§ Short problem 1
List every individual person named in the Schindler's List review.
§ Short problem 2
According to the Schindler's List review, how many Jews does Oskar Schindler manage to save?
§ Short problem 3
From the Schindler's List review, write out the passage starting at "Reviews of Recent" and ending at "humanity's darkest periods.".
-- begin Provided passage --
Reviews of Recent Independent, Foreign, & Documentary Films in Theaters and DVD/Home Video
SCHINDLER'S LIST
In hindsight, it is remarkable to think that people concerned with the impossibility of
representing onscreen the magnitude of the Holocaust were worried about director Spielberg's
depiction of it when Schindler's List was initially released in 1993. Hailed as one of his
more sobering, realistic, and distinctly unsentimental efforts, the film quickly went on to gather
critical acclaim, drowning out any potential protests, and has come to be recognized as the
definitive cinematically epic rendering of one of humanity's darkest periods.
The film chronicles the real life of Nazi war profiteer Oskar Schindler (ably portrayed by
Neeson) as he gains a conscience and manages to save 1,100 Jews by conning the Nazis into
believing the Jews are working at his factories - all at the expense of his own personal
fortune.
-- end Provided passage --
-- begin Information provided --
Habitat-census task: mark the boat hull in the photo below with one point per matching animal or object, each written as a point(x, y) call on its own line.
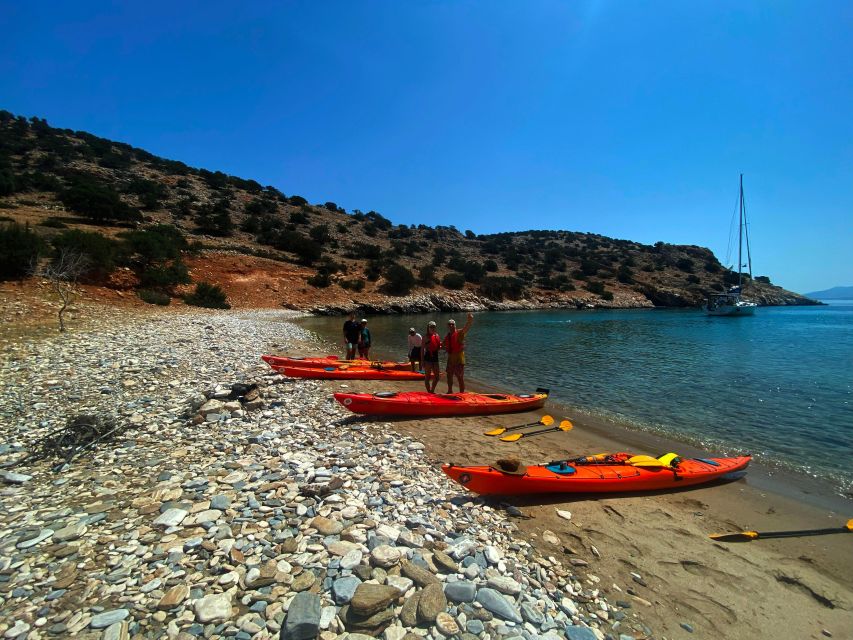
-- end Information provided --
§ Task response 1
Spielberg, Oskar Schindler, Neeson

§ Task response 2
1,100 Jews.

§ Task response 3
Reviews of Recent Independent, Foreign, & Documentary Films in Theaters and DVD/Home Video
SCHINDLER'S LIST
In hindsight, it is remarkable to think that people concerned with the impossibility of
representing onscreen the magnitude of the Holocaust were worried about director Spielberg's
depiction of it when Schindler's List was initially released in 1993. Hailed as one of his
more sobering, realistic, and distinctly unsentimental efforts, the film quickly went on to gather
critical acclaim, drowning out any potential protests, and has come to be recognized as the
definitive cinematically epic rendering of one of humanity's darkest periods.